__Extract provided__
#####

COMMENTARY | Comments by “Joe the Plumber” Wurzelbacher , an Ohio congressional candidate, may have been intended shooting as a joke or an attention-getting device for fundraising purposes. Yet the message could be used to inspire a spree shooter, given its violent suggestions.
Recently, there was a movie theater in Aurora, Colo. Then, there was a Sikh temple in south Milwaukee, Wis. The other week, there was a housing unit in College Station, Texas. Now, a security guard was wounded by a would-be shooter at the Family Research Council.
These attacks all seem so random. Could they have been predicted? Were there any warning signs?
In the first case, medical professionals tried to alert law enforcement. In the second case, there was documented membership in a hate group. In the third case, family members expressed little surprise that violence would eventually occur. Information about the fourth case is still developing.
One thing that remains clear is that attempts to tone down the hate speech that pervaded before the shooting of Congresswoman Gabby Giffords and several attendees of her Tucson “meet-and-greet” have not been entirely successful.
In Arizona, the same place as ex-Representative Giffords’ shooting, “Joe the Plumber” told an audience that the government should “put a damn fence on the border going with Mexico and start shooting,” according to Amy Bingham from ABC News.

#####

__Entries shown__
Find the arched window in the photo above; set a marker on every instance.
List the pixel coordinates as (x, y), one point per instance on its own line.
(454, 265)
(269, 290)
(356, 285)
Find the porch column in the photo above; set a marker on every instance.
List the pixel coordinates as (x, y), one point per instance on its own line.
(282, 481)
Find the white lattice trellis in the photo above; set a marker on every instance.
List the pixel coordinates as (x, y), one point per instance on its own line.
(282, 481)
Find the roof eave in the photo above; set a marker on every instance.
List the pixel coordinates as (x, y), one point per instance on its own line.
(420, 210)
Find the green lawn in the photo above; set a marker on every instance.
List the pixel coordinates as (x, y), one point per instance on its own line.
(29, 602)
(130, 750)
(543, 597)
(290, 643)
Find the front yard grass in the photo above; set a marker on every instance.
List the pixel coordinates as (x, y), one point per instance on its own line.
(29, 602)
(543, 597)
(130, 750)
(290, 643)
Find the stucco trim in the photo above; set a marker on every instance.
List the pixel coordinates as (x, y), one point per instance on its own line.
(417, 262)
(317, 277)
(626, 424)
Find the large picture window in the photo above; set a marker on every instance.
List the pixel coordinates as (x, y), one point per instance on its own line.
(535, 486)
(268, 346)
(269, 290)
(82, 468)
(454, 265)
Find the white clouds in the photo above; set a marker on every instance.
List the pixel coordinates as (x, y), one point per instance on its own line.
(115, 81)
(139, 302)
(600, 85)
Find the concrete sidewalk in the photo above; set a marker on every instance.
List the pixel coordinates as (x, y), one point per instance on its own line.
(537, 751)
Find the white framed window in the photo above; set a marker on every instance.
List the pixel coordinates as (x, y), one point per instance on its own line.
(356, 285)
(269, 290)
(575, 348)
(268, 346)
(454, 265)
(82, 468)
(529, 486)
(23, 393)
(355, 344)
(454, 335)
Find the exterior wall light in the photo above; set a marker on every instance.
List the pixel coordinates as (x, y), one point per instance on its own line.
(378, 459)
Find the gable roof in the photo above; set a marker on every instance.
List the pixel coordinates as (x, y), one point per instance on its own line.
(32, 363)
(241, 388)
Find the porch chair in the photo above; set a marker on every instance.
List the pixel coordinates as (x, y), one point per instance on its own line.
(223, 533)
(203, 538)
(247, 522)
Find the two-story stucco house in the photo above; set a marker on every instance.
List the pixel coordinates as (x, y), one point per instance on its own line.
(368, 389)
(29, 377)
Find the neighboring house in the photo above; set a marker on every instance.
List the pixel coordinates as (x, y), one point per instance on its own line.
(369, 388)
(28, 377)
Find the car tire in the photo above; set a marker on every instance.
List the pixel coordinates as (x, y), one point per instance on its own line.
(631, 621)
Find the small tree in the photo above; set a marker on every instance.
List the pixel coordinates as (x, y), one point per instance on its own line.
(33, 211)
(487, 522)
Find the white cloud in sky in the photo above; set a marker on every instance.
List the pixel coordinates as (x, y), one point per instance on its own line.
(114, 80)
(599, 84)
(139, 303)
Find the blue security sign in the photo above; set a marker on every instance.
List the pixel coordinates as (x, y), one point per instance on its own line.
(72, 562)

#####

__Task set__
- a) In the commentary on "Joe the Plumber" Wurzelbacher's remarks, who was wounded at the Family Research Council?
- b) Carry on writing the commentary on "Joe the Plumber" Wurzelbacher's remarks, starting right after its last sentence.

__Exercise responses__
- a) A security guard was wounded there by a would-be shooter.

- b)
As if a congressional candidate advocating a spree shooting on a minority group wasn’t scary enough, Bingham also reported Wurzelbacher as saying “I’m not worried about being politically correct. That’s one think that’s really scared us and really hurt us as a country is everyone afraid to open their mouths, to say a little something funny.”
I don’t hear anyone in Colorado, Wisconsin, Texas, or Washington laughing about rampage killings in their neighborhoods. What if someone highly impressionable or with mental difficulties acted upon Joe the Plumber’s “joke”?
What’s ironic is that this Ohio politician has spoken about how gun control contributed to the Holocaust, according to the Huffington Post. Imagine elected politicians carry out Joe the Plumber’s suggestion, checking papers to see who goes to free, and who goes up against the wall.
Now that is something which is scarier than Joe the Plumber being a little afraid of suggesting shooting a certain type of people.
John A. Tures is an associate professor of political science at LaGrange College in LaGrange, Ga.